#### [What the task asks]
Copy the rows verbatim, starting at the line containing "target | child on beach" and continuing through the last row, inclusive. Leave the pictures out of your copy.

*-*-*

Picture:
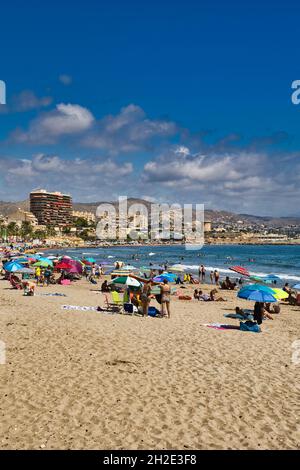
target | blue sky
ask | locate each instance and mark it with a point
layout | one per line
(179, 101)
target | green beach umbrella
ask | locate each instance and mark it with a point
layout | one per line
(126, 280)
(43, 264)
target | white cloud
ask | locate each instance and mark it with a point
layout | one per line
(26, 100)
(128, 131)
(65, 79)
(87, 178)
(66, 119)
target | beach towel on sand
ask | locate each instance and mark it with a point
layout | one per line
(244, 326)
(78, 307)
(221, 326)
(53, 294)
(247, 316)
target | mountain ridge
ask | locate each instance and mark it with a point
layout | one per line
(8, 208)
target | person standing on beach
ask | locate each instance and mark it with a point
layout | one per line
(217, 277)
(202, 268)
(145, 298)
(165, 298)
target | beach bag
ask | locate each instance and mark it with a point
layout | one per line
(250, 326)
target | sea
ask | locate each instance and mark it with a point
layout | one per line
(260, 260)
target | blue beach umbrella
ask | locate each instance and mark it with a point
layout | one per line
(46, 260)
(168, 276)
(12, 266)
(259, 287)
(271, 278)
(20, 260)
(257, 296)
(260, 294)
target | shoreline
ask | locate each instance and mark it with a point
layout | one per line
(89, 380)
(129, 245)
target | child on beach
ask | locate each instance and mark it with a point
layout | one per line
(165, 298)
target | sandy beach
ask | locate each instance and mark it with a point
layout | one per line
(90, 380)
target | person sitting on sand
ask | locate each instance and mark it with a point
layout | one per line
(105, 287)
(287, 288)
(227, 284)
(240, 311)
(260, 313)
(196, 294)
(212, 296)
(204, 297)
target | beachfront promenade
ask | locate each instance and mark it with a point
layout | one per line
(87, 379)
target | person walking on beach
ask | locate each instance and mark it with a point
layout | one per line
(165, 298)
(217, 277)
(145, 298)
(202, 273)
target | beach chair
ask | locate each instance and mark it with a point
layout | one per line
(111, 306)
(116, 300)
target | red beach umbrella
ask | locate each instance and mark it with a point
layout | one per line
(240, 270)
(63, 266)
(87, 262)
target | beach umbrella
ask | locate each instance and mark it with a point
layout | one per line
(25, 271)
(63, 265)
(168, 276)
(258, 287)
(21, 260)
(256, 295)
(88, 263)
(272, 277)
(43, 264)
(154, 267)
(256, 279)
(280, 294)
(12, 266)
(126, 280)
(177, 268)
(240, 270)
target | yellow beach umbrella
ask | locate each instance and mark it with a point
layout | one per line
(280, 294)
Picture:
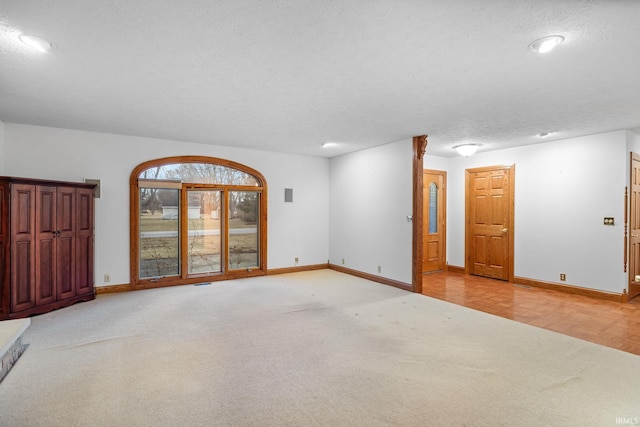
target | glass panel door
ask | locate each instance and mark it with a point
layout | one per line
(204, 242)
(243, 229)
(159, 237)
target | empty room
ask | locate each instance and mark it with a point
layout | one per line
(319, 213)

*-*-*

#### [Result of this exercise]
target | child on beach
ask | locate each instance and mark it with a point
layout | one per line
(165, 298)
target | sandy beach
ask | locate each instance and mark it with a point
layout | one per line
(90, 380)
target | person sitting on sand
ask | locate each instance and mark it with a point
layout | one per line
(105, 287)
(287, 288)
(227, 284)
(240, 311)
(260, 313)
(196, 294)
(212, 296)
(204, 297)
target | beachfront promenade
ask | locate each instance and mark it with a point
layout | one per line
(87, 379)
target | person walking on beach
ask | locate each instance and mark it with a point
layout | one per line
(165, 298)
(217, 277)
(145, 298)
(202, 273)
target | beach chair
ask | locate each instance and mark it with a point
layout | one per line
(111, 306)
(116, 300)
target | red beach umbrella
ask | locate each instance and mark it with a point
layout | one per line
(240, 270)
(63, 266)
(87, 262)
target | beach umbrella
ask | locate each instance and mark it with a point
layout | one per line
(25, 271)
(63, 265)
(168, 276)
(258, 287)
(21, 260)
(256, 295)
(88, 263)
(272, 277)
(43, 264)
(154, 267)
(256, 279)
(280, 294)
(12, 266)
(126, 280)
(177, 268)
(240, 270)
target | yellow beach umbrella
ask | locate each instance and mark it with a point
layout | one per line
(280, 294)
Picture:
target | glass panel door
ask | locate each instance and mark it with a point
layout | one per line
(204, 242)
(243, 229)
(159, 237)
target | empty room
ask | locate each instance and mark it with a point
layout | one per line
(319, 213)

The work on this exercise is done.